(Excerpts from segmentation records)
## start

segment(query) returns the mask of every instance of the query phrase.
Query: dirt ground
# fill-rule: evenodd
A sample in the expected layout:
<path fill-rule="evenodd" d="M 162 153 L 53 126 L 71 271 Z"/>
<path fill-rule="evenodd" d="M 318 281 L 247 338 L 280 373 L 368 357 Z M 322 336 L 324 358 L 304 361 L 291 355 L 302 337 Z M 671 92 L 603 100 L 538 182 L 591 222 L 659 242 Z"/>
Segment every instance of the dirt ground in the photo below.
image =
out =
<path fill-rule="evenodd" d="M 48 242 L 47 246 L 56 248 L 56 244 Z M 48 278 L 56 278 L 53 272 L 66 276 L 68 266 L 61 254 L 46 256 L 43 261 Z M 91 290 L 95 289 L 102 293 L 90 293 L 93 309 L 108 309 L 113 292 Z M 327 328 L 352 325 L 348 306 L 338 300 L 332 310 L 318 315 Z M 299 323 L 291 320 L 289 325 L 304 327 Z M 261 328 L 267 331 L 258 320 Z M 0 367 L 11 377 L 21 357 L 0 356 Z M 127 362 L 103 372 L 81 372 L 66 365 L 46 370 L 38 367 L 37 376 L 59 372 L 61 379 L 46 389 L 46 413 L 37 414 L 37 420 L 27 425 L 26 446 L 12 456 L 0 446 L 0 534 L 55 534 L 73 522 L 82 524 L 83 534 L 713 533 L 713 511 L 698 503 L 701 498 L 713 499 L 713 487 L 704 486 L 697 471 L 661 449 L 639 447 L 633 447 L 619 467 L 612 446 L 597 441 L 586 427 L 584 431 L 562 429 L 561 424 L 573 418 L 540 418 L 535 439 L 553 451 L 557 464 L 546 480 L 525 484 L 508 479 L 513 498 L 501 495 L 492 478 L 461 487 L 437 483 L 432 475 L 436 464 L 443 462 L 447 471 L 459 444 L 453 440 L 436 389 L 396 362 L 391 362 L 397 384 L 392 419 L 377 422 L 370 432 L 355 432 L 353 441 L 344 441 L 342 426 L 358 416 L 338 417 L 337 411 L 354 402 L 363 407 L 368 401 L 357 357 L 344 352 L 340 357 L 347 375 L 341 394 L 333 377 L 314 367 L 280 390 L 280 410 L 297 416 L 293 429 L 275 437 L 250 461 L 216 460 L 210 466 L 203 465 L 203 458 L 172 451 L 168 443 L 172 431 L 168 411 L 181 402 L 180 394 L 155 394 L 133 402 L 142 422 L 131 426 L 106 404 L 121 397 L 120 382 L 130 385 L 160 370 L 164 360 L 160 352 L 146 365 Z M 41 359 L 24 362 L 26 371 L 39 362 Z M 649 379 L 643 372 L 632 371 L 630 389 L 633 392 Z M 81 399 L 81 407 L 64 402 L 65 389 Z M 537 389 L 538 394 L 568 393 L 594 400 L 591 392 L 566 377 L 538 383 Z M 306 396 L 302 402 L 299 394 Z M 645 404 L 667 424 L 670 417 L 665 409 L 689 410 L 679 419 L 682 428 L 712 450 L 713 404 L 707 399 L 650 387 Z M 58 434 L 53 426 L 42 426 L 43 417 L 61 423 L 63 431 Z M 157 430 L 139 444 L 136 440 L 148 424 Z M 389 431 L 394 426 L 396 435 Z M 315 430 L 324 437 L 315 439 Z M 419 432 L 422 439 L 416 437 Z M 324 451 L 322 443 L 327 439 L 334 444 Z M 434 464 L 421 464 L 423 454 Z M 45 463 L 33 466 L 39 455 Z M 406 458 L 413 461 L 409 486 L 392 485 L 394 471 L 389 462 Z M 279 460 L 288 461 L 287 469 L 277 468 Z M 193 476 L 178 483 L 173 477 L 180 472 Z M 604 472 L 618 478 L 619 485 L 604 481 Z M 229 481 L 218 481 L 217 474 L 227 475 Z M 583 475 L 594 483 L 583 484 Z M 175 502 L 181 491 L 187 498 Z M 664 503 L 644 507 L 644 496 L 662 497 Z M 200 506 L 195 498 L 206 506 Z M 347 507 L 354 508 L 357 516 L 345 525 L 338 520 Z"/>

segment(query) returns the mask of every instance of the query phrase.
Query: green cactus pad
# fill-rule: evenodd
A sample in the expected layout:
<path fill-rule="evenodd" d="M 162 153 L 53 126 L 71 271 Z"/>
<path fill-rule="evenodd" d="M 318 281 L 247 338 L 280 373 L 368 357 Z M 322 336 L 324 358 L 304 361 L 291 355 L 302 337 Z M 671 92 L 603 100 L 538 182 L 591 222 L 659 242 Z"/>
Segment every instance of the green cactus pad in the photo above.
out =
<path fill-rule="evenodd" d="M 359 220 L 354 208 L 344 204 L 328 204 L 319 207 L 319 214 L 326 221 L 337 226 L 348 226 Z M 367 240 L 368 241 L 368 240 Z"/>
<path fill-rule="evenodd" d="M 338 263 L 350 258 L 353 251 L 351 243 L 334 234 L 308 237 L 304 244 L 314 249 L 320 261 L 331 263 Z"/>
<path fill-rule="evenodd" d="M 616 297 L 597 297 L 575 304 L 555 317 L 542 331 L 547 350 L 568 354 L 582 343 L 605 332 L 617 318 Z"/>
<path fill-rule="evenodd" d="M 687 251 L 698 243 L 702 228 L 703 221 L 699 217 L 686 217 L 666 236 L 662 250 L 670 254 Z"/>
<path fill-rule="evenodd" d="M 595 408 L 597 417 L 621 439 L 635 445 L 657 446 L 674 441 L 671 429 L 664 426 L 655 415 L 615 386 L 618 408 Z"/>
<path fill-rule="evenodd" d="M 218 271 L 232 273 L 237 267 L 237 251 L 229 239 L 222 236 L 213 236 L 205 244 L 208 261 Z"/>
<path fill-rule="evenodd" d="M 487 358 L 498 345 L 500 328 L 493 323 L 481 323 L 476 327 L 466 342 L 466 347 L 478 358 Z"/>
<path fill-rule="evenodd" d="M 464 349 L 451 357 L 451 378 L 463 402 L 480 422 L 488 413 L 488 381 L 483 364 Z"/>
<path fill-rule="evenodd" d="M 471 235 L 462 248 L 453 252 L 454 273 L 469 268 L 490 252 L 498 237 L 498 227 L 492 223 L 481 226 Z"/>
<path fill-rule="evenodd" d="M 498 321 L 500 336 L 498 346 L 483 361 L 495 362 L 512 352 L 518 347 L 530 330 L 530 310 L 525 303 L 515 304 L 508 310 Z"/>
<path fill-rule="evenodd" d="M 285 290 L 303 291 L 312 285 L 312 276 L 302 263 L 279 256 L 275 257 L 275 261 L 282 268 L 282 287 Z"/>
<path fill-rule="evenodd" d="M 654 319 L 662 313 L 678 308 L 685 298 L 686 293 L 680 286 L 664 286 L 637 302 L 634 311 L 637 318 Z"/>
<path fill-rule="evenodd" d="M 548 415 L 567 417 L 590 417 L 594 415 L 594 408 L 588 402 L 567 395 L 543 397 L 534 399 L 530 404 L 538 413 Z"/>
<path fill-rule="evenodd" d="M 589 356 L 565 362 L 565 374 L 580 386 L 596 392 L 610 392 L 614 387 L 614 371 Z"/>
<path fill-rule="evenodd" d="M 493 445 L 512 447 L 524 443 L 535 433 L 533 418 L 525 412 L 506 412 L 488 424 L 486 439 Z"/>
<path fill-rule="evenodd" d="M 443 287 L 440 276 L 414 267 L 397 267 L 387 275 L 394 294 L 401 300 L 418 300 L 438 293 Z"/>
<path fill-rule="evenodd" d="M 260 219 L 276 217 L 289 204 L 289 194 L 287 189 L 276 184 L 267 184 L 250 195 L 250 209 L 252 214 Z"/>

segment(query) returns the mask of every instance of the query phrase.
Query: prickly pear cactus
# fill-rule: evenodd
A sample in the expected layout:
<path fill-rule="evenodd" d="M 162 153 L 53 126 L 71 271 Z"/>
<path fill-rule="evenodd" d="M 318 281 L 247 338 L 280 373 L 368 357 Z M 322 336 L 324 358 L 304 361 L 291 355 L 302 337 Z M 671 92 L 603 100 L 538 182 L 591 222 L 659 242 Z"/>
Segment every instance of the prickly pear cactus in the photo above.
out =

## end

* _Description of the task_: Count the lines above that contain the string "ground", with case counting. Give only the number.

* _Output for this task_: 2